_What is expected_
Pull out every line in the material below that contains the word "shore".

** START Material **

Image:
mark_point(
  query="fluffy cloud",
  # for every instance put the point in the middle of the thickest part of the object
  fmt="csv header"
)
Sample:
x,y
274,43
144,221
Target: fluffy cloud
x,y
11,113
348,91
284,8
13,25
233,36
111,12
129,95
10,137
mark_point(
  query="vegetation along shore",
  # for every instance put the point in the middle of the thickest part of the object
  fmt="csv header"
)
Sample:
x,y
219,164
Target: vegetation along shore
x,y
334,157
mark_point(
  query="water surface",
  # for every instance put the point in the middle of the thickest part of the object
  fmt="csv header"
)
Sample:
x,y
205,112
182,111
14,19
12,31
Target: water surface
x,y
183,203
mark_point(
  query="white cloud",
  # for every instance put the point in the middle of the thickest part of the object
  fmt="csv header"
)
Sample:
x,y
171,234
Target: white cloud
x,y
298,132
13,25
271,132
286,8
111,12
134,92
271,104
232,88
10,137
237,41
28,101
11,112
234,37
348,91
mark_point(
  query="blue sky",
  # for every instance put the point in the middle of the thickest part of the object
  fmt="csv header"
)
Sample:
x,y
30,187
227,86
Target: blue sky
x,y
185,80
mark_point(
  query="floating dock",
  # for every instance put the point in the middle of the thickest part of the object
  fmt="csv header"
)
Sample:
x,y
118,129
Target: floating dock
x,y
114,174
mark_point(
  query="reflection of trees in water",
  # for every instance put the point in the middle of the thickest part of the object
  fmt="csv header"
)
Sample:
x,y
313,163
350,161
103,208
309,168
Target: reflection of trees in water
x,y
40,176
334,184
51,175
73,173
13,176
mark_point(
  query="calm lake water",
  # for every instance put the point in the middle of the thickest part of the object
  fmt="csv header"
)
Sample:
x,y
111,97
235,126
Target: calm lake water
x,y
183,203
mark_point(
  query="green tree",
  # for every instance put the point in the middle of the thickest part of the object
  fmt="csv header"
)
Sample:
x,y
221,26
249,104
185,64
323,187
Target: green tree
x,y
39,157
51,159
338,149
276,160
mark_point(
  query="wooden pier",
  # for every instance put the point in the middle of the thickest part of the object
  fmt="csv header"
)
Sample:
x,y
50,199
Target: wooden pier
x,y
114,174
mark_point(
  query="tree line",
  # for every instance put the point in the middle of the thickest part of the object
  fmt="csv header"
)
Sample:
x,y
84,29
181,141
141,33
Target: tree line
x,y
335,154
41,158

** END Material **

_Problem solution_
  query="vegetation along shore",
Target: vegetation along shore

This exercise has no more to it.